Records contained in a dataset
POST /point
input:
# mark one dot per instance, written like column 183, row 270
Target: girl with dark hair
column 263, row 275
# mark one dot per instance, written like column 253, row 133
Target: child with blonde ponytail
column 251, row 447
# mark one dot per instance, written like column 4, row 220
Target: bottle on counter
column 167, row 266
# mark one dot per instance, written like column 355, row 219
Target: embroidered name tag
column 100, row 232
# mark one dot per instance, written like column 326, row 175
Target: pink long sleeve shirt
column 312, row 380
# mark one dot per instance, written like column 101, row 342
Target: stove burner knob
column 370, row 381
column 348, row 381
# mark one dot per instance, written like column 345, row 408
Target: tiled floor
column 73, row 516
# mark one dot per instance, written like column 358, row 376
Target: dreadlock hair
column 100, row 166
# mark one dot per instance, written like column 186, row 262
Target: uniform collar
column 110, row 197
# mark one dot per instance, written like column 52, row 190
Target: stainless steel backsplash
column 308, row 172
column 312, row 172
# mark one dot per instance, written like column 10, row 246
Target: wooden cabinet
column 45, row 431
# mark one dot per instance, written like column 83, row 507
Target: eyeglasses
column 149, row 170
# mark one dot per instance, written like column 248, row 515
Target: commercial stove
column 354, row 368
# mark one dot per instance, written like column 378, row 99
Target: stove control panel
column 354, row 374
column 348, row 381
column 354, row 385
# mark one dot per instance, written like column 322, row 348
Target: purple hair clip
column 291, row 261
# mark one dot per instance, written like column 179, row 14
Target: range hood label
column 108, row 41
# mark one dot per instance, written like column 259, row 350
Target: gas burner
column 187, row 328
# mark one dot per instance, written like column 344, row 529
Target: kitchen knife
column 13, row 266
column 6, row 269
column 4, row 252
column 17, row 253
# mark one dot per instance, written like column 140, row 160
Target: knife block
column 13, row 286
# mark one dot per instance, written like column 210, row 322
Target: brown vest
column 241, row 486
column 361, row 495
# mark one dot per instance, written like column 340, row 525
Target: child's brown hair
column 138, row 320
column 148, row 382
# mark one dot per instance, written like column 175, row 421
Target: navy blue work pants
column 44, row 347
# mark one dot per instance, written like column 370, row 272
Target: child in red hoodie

Directions for this task
Reproduce, word for word and in full, only the lines above that start at the line with "# mark one dot per instance, written like column 10, row" and run through the line with "# mark one dot per instance, written like column 378, row", both ends included.

Response box
# mark one dot per instance, written like column 10, row 246
Target: wooden cabinet
column 45, row 431
# mark one dot per instance, written like column 83, row 507
Target: eyeglasses
column 149, row 170
# mark one dot per instance, written like column 248, row 515
Target: commercial stove
column 354, row 368
# mark one dot per instance, written like column 378, row 99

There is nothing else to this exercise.